## Short task 1
Locate every line in the listing that contains the string "scrap", matching case exactly, and copy each of those lines.

## Excerpt provided
--- begin ---

Initially, we were asked to determine if the county could squeeze their access driveway into the vacated street half that belonged to them. Reality, however, landed us in a land-ownership puzzle.
The road to know where
The JES team started by performing a boundary survey. The goal was to determine the true width of roadway that the CCRMC had to work with.
The survey work revealed two important facts:
1. The full width of the vacated roadway was only 26 feet — not 40 feet. This meant the county only had 13 feet to work with. That is, until the second revelation:
2. The county actually owned all of the land, not half. The County Assessor maps showed one thing, but JES discovered some 30-something-year-old errors that proved the maps were wrong. Oops.
Gaining ground
With more than 20 years of experience working for governmental agencies, JES Engineering Owner/Principal Glen Lewis had seen many unusual city and county situations, including inadvertent mapping errors. From first-hand experience, Glen knew that when streets are vacated, it’s not unusual for misconceptions from long ago to generate an error that can go undetected indefinitely. The errors are often the byproduct of incorrect assumptions, inaccurate methods, and yesteryear’s lacking technology. Glen decided to investigate and make sure everything was tickety-boo. It wasn’t.
Land ownership disputes are sticky by nature, and the prospect of governmental red tape didn’t help matters. Having experienced these snafus before, however, the JES team knew where to start, who to contact, which forms to fill out, what meetings to hold, what the presentations should include, and how to quickly resolve the map mishap.
JES reached out to multiple county departments, surveyors, the property management company and others to explain the findings, reach consensus and approve the changes. We achieved the necessary consensus by enlisting the County Surveyors to review and approve our Record of Survey, and then filed it. We also convened a meeting with CCRMC, the County Assessor’s Office, and county right-of-way representatives to present our findings and answer questions.
Less is more
After following the process with the various parties and county departments, the maps were amended, and the land ownership was rightfully returned to CCRMC. And although the vacated strip of land ultimately turned out to be less than originally thought, the full width of 26 feet was sufficient to build the parking lot access. What’s more? The county didn’t need to spend a dime on the land. This alone saved our client tens of thousands of dollars.
In our work, accuracy doesn’t just count. It pays. And in this case, it also paved.

--- end ---

## Short task 2
Write out the passage of the survey case study that begins at the words "Land ownership disputes" and stops after "and answer questions.", keeping every character unchanged.

## Records provided
--- begin ---

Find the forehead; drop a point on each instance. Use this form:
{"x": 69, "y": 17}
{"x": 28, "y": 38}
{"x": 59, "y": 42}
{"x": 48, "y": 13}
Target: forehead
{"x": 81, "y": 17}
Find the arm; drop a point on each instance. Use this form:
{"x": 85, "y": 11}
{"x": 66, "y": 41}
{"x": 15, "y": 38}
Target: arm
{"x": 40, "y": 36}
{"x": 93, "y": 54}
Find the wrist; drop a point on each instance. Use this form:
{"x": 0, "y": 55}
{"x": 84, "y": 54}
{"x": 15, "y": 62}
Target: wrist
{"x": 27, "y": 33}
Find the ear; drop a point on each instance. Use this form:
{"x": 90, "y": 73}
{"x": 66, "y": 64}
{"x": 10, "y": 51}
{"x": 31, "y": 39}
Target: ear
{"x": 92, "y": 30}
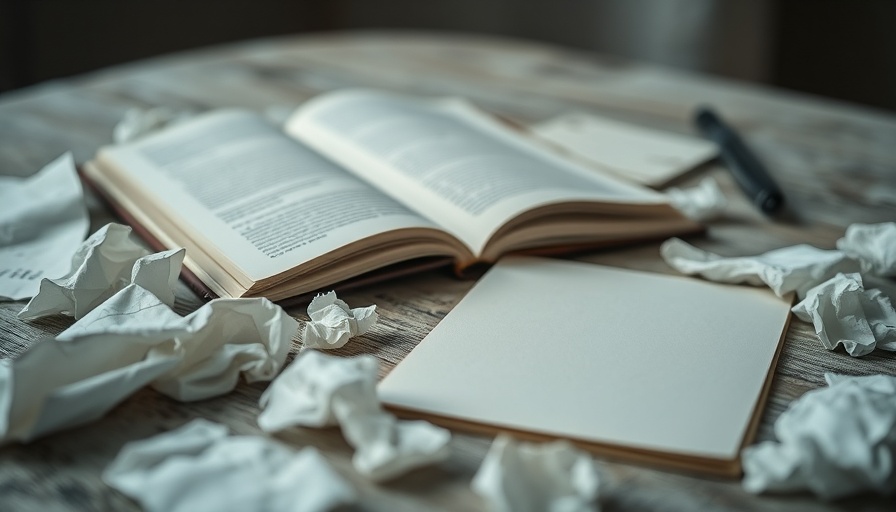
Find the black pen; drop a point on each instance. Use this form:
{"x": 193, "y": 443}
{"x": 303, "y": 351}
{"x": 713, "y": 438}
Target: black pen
{"x": 748, "y": 171}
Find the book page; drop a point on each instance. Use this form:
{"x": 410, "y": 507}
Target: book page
{"x": 232, "y": 181}
{"x": 467, "y": 172}
{"x": 602, "y": 355}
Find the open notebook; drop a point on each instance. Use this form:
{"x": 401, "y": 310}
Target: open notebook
{"x": 638, "y": 366}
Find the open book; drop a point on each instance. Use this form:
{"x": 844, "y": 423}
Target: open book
{"x": 359, "y": 181}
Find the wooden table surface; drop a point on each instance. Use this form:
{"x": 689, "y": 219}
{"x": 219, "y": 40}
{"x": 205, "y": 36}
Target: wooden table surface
{"x": 835, "y": 162}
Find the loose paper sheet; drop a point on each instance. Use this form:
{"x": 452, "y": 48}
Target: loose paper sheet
{"x": 874, "y": 245}
{"x": 199, "y": 467}
{"x": 833, "y": 441}
{"x": 317, "y": 390}
{"x": 132, "y": 340}
{"x": 599, "y": 354}
{"x": 844, "y": 312}
{"x": 333, "y": 323}
{"x": 106, "y": 262}
{"x": 42, "y": 221}
{"x": 642, "y": 155}
{"x": 703, "y": 202}
{"x": 527, "y": 477}
{"x": 797, "y": 268}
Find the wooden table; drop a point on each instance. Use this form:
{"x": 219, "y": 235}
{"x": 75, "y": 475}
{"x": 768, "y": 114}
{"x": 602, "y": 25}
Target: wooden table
{"x": 836, "y": 164}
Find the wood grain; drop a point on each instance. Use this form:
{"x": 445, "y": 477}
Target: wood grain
{"x": 835, "y": 163}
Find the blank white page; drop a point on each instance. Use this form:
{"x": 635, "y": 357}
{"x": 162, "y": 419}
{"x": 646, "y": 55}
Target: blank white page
{"x": 599, "y": 354}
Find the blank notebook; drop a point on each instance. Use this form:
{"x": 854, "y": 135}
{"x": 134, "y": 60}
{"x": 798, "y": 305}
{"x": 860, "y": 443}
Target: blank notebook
{"x": 632, "y": 365}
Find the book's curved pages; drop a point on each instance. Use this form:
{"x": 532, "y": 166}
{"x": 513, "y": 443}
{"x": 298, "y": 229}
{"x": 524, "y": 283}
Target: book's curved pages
{"x": 650, "y": 368}
{"x": 358, "y": 181}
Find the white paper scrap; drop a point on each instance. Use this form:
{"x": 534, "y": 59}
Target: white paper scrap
{"x": 89, "y": 368}
{"x": 106, "y": 262}
{"x": 199, "y": 467}
{"x": 703, "y": 202}
{"x": 42, "y": 221}
{"x": 528, "y": 477}
{"x": 138, "y": 122}
{"x": 833, "y": 441}
{"x": 132, "y": 340}
{"x": 797, "y": 268}
{"x": 226, "y": 339}
{"x": 333, "y": 323}
{"x": 317, "y": 390}
{"x": 874, "y": 245}
{"x": 636, "y": 153}
{"x": 844, "y": 312}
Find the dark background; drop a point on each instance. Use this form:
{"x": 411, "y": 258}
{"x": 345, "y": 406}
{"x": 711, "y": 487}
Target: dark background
{"x": 842, "y": 49}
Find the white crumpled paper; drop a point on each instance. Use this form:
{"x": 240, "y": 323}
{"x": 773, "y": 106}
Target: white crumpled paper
{"x": 199, "y": 467}
{"x": 317, "y": 390}
{"x": 833, "y": 441}
{"x": 42, "y": 221}
{"x": 138, "y": 122}
{"x": 797, "y": 268}
{"x": 844, "y": 312}
{"x": 703, "y": 202}
{"x": 333, "y": 323}
{"x": 106, "y": 262}
{"x": 132, "y": 340}
{"x": 874, "y": 245}
{"x": 528, "y": 477}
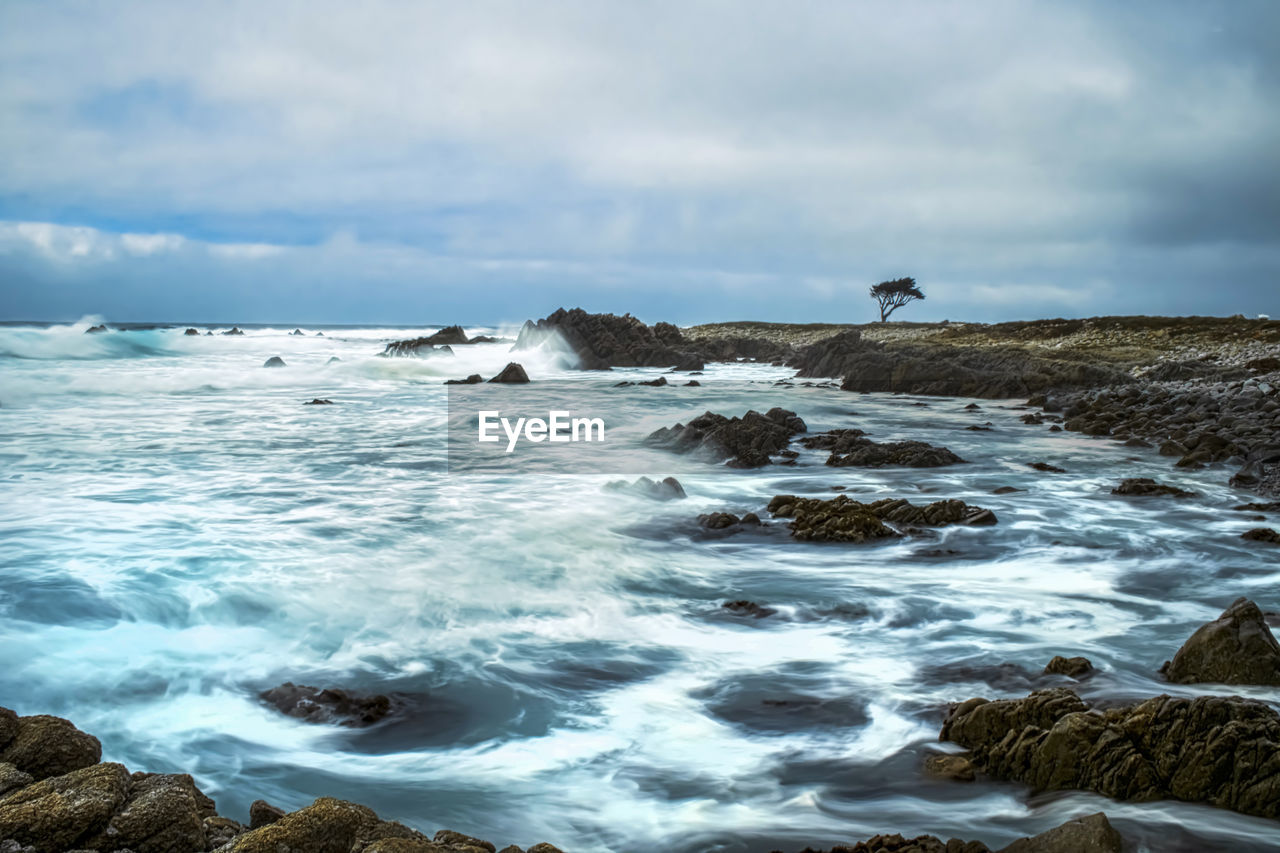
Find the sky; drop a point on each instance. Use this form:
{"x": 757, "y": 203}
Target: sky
{"x": 429, "y": 163}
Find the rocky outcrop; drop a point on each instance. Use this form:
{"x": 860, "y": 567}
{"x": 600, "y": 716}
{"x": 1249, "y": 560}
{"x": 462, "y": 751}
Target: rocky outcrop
{"x": 1223, "y": 751}
{"x": 841, "y": 519}
{"x": 327, "y": 705}
{"x": 745, "y": 442}
{"x": 851, "y": 448}
{"x": 603, "y": 341}
{"x": 1235, "y": 648}
{"x": 1147, "y": 487}
{"x": 1089, "y": 834}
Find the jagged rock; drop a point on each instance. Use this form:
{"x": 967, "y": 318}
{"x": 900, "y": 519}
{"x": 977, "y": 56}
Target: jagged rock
{"x": 851, "y": 448}
{"x": 44, "y": 746}
{"x": 746, "y": 442}
{"x": 1147, "y": 487}
{"x": 1075, "y": 667}
{"x": 163, "y": 813}
{"x": 263, "y": 813}
{"x": 1235, "y": 648}
{"x": 1223, "y": 751}
{"x": 315, "y": 705}
{"x": 54, "y": 815}
{"x": 667, "y": 489}
{"x": 512, "y": 374}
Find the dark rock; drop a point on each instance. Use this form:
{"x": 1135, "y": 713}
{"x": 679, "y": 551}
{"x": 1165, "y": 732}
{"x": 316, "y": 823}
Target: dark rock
{"x": 316, "y": 705}
{"x": 746, "y": 442}
{"x": 263, "y": 813}
{"x": 56, "y": 813}
{"x": 1235, "y": 648}
{"x": 851, "y": 448}
{"x": 1075, "y": 667}
{"x": 1223, "y": 751}
{"x": 667, "y": 489}
{"x": 44, "y": 746}
{"x": 1147, "y": 487}
{"x": 745, "y": 607}
{"x": 512, "y": 374}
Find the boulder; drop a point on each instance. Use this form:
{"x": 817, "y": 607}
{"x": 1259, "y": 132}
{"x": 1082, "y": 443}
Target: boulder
{"x": 512, "y": 374}
{"x": 1147, "y": 487}
{"x": 745, "y": 442}
{"x": 44, "y": 746}
{"x": 56, "y": 813}
{"x": 1235, "y": 648}
{"x": 1223, "y": 751}
{"x": 316, "y": 705}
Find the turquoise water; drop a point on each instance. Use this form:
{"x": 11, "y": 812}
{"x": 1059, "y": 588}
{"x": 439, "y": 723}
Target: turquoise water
{"x": 178, "y": 533}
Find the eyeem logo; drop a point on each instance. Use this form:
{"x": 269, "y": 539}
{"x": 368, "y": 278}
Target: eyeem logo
{"x": 558, "y": 427}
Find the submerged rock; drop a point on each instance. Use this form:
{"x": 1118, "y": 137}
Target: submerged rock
{"x": 1235, "y": 648}
{"x": 316, "y": 705}
{"x": 1223, "y": 751}
{"x": 851, "y": 448}
{"x": 746, "y": 442}
{"x": 1147, "y": 487}
{"x": 512, "y": 374}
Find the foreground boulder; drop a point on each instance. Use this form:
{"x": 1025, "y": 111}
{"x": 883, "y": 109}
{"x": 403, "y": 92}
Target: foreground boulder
{"x": 1091, "y": 834}
{"x": 1235, "y": 648}
{"x": 1223, "y": 751}
{"x": 329, "y": 705}
{"x": 851, "y": 448}
{"x": 841, "y": 519}
{"x": 745, "y": 442}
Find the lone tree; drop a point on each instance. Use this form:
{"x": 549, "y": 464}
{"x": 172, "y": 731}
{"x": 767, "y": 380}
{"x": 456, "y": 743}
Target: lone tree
{"x": 896, "y": 293}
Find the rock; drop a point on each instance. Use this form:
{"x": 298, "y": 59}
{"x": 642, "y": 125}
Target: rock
{"x": 54, "y": 815}
{"x": 946, "y": 766}
{"x": 163, "y": 813}
{"x": 1091, "y": 834}
{"x": 745, "y": 442}
{"x": 44, "y": 746}
{"x": 1147, "y": 487}
{"x": 744, "y": 607}
{"x": 1075, "y": 667}
{"x": 1223, "y": 751}
{"x": 842, "y": 519}
{"x": 512, "y": 374}
{"x": 315, "y": 705}
{"x": 667, "y": 489}
{"x": 1235, "y": 648}
{"x": 263, "y": 813}
{"x": 850, "y": 448}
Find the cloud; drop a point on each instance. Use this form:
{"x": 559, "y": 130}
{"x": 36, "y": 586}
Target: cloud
{"x": 752, "y": 147}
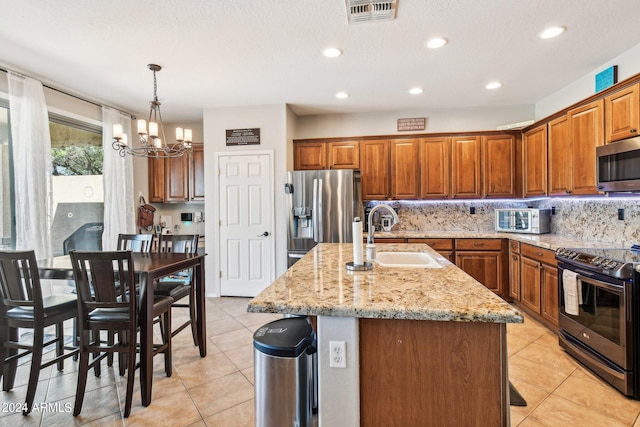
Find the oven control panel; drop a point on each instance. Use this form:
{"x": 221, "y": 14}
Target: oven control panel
{"x": 597, "y": 263}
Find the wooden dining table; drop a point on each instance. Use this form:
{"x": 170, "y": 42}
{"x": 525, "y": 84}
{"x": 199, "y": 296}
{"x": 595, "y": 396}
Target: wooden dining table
{"x": 149, "y": 267}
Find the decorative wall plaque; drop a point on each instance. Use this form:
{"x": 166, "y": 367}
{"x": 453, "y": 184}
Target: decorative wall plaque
{"x": 417, "y": 123}
{"x": 243, "y": 136}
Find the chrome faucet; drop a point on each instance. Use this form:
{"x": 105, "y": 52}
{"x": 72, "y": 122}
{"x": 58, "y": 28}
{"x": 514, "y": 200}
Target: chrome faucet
{"x": 371, "y": 247}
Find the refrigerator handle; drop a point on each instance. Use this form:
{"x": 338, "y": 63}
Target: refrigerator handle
{"x": 317, "y": 210}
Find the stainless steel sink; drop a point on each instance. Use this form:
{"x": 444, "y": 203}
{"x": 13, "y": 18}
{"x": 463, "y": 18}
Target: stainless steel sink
{"x": 407, "y": 260}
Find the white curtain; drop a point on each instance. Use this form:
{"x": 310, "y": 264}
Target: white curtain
{"x": 32, "y": 164}
{"x": 117, "y": 173}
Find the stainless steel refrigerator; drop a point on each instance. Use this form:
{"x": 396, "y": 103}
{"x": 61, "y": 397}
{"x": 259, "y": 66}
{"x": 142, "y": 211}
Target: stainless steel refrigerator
{"x": 320, "y": 207}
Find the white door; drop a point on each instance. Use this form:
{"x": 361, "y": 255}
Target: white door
{"x": 245, "y": 210}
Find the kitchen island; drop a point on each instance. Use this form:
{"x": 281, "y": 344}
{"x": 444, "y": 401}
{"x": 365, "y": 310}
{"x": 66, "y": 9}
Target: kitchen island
{"x": 425, "y": 346}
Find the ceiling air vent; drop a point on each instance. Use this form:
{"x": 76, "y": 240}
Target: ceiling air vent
{"x": 370, "y": 10}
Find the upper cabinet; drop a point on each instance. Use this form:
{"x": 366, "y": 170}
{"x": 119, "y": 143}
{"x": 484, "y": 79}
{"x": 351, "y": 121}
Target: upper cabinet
{"x": 344, "y": 155}
{"x": 177, "y": 179}
{"x": 587, "y": 133}
{"x": 310, "y": 156}
{"x": 374, "y": 169}
{"x": 435, "y": 161}
{"x": 534, "y": 162}
{"x": 405, "y": 169}
{"x": 560, "y": 158}
{"x": 498, "y": 166}
{"x": 465, "y": 167}
{"x": 622, "y": 113}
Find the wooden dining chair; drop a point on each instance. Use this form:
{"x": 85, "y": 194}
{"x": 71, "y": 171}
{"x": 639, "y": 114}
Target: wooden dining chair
{"x": 23, "y": 306}
{"x": 180, "y": 286}
{"x": 135, "y": 242}
{"x": 106, "y": 287}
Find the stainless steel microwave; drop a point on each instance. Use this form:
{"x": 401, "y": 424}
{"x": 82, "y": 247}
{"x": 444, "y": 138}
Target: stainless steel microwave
{"x": 528, "y": 220}
{"x": 618, "y": 166}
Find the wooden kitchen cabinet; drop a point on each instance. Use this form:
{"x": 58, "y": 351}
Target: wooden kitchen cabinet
{"x": 514, "y": 270}
{"x": 622, "y": 113}
{"x": 484, "y": 260}
{"x": 498, "y": 166}
{"x": 465, "y": 167}
{"x": 534, "y": 162}
{"x": 374, "y": 167}
{"x": 539, "y": 282}
{"x": 560, "y": 158}
{"x": 435, "y": 161}
{"x": 443, "y": 246}
{"x": 309, "y": 156}
{"x": 177, "y": 179}
{"x": 344, "y": 155}
{"x": 587, "y": 133}
{"x": 405, "y": 169}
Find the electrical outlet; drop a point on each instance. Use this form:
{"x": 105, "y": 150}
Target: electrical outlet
{"x": 337, "y": 354}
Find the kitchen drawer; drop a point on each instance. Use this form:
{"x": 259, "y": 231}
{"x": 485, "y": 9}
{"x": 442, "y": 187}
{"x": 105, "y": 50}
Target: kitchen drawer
{"x": 478, "y": 244}
{"x": 543, "y": 255}
{"x": 437, "y": 244}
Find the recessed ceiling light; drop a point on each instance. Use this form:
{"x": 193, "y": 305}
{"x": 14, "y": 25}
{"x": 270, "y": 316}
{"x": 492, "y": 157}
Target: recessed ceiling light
{"x": 436, "y": 43}
{"x": 332, "y": 52}
{"x": 552, "y": 32}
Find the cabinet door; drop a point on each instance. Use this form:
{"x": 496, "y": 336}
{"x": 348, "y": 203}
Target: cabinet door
{"x": 405, "y": 169}
{"x": 176, "y": 179}
{"x": 465, "y": 167}
{"x": 623, "y": 117}
{"x": 486, "y": 267}
{"x": 560, "y": 162}
{"x": 309, "y": 156}
{"x": 534, "y": 162}
{"x": 344, "y": 155}
{"x": 196, "y": 173}
{"x": 514, "y": 276}
{"x": 374, "y": 169}
{"x": 549, "y": 306}
{"x": 156, "y": 180}
{"x": 498, "y": 166}
{"x": 587, "y": 133}
{"x": 435, "y": 160}
{"x": 530, "y": 283}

--- end ---

## Correct answer 1
Find the white paper scrap; drop a point on each instance. Use this form:
Target: white paper scrap

## Correct answer 2
Land ownership disputes are sticky by nature, and the prospect of governmental red tape didn’t help matters. Having experienced these snafus before, however, the JES team knew where to start, who to contact, which forms to fill out, what meetings to hold, what the presentations should include, and how to quickly resolve the map mishap.
JES reached out to multiple county departments, surveyors, the property management company and others to explain the findings, reach consensus and approve the changes. We achieved the necessary consensus by enlisting the County Surveyors to review and approve our Record of Survey, and then filed it. We also convened a meeting with CCRMC, the County Assessor’s Office, and county right-of-way representatives to present our findings and answer questions.